[Contour annotation records]

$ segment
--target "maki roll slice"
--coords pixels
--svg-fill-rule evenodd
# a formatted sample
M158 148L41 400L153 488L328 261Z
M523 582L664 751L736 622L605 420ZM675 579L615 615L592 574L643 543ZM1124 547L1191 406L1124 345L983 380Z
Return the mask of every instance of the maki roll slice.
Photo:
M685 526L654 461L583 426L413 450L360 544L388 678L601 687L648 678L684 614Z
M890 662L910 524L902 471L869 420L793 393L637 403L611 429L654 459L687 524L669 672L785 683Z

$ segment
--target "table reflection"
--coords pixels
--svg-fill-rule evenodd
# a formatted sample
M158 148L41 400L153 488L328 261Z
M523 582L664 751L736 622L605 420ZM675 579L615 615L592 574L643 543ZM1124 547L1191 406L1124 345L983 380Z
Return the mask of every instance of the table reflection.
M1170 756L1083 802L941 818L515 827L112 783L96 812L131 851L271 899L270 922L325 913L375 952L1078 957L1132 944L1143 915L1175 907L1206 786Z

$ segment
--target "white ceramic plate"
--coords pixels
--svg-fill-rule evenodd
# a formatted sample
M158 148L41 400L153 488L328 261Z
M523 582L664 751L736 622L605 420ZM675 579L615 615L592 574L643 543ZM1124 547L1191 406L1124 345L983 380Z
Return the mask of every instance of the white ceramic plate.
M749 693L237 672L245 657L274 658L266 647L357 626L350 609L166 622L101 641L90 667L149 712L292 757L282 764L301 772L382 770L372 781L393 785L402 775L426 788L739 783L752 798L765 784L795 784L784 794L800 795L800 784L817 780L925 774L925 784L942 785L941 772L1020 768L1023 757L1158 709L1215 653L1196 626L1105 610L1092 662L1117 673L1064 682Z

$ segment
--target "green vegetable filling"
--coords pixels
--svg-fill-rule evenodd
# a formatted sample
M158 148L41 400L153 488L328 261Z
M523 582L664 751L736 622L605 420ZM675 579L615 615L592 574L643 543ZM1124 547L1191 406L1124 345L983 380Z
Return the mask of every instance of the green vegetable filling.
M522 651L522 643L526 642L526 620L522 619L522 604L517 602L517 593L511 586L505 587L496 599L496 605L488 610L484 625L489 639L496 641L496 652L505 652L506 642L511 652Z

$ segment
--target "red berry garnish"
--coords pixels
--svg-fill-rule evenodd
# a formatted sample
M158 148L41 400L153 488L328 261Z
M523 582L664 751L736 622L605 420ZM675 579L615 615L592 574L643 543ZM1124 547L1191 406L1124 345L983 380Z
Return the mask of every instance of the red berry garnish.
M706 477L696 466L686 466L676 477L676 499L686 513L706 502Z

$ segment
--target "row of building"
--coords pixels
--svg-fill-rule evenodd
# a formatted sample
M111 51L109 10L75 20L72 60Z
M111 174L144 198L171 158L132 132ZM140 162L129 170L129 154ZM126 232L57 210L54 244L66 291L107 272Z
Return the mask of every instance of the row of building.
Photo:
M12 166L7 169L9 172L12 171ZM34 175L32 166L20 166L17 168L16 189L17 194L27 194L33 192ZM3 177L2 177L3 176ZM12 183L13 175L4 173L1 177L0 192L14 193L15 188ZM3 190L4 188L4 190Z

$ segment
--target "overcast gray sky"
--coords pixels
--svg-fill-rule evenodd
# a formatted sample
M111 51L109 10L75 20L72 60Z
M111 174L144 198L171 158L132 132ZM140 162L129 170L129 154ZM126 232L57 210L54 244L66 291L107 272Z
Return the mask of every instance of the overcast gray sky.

## INSTRUCTIONS FOR THE TASK
Copy out the whole listing exactly; please set it all down.

## ANSWER TO THIS EXERCISE
$ segment
--target "maki roll slice"
--coords pixels
--svg-fill-rule evenodd
# a formatted sample
M158 148L41 400L153 488L328 261Z
M523 582L664 751L736 622L605 420ZM675 579L615 615L592 574L643 543ZM1124 547L1191 406L1124 345L983 380Z
Return the mask of every instance of the maki roll slice.
Photo:
M685 526L654 461L583 426L413 450L360 544L388 678L601 687L648 678L684 614Z
M890 662L910 524L902 471L869 420L793 393L637 403L611 429L654 459L687 524L669 672L785 683Z

$ segment
--target "table reflection"
--coords pixels
--svg-fill-rule evenodd
# a formatted sample
M158 148L41 400L153 488L328 261Z
M523 582L664 751L736 622L605 420ZM675 579L615 615L592 574L643 543ZM1124 547L1191 406L1124 345L983 380Z
Return the mask of every instance of the table reflection.
M1170 756L1083 802L941 818L515 827L112 783L96 812L131 851L271 899L270 922L325 913L375 952L1078 957L1132 944L1143 915L1175 907L1206 786Z

$ segment
--target "white ceramic plate"
--coords pixels
--svg-fill-rule evenodd
# a formatted sample
M158 148L41 400L153 488L328 261Z
M523 582L664 751L736 622L605 420ZM675 579L615 615L592 574L643 543ZM1124 547L1191 406L1124 345L983 380Z
Return the mask of every instance of the white ceramic plate.
M749 693L237 672L245 657L274 658L266 647L357 626L350 609L166 622L101 641L90 667L149 712L292 757L282 764L301 772L382 770L372 781L393 785L402 775L426 788L739 783L752 798L765 784L795 784L784 794L800 795L800 784L817 780L925 774L925 784L942 785L941 772L1020 768L1023 757L1158 709L1215 653L1196 626L1105 610L1092 662L1117 673L1064 682Z

$ segment
--target "green vegetable filling"
--coords pixels
--svg-fill-rule evenodd
# a formatted sample
M158 148L41 400L153 488L328 261Z
M523 582L664 751L736 622L605 420ZM675 579L615 615L592 574L643 543ZM1124 547L1191 406L1124 345L983 380Z
Return the mask of every instance of the green vegetable filling.
M522 651L522 643L526 642L526 620L522 619L522 604L517 602L517 593L511 586L505 587L496 599L496 605L488 610L484 625L489 639L496 641L496 652L505 652L506 642L511 652Z

$ segment
--target "red berry garnish"
--coords pixels
--svg-fill-rule evenodd
# a formatted sample
M158 148L41 400L153 488L328 261Z
M523 582L664 751L736 622L605 420ZM675 579L615 615L592 574L643 543ZM1124 547L1191 406L1124 345L983 380Z
Return the mask of every instance of the red berry garnish.
M706 477L696 466L686 466L676 477L676 499L686 513L706 502Z

$ segment
--target "row of building"
--coords pixels
--svg-fill-rule evenodd
# a formatted sample
M111 51L109 10L75 20L72 60Z
M111 174L144 198L171 158L132 132ZM140 162L129 170L129 154ZM126 232L57 210L54 244L66 291L107 272Z
Return the mask of every instance of the row of building.
Photo:
M12 166L7 169L9 172L12 171ZM34 175L32 166L20 166L17 168L16 189L17 194L27 194L33 192ZM3 177L2 177L3 176ZM12 183L13 175L4 173L1 177L0 192L14 193L15 188ZM3 190L4 188L4 190Z

$ segment
--target "overcast gray sky"
--coords pixels
--svg-fill-rule evenodd
# a formatted sample
M111 51L109 10L75 20L72 60Z
M111 174L144 198L171 158L132 132ZM140 162L129 170L129 154ZM126 232L57 210L54 244L66 291L107 272Z
Return the mask of every instance of the overcast gray sky.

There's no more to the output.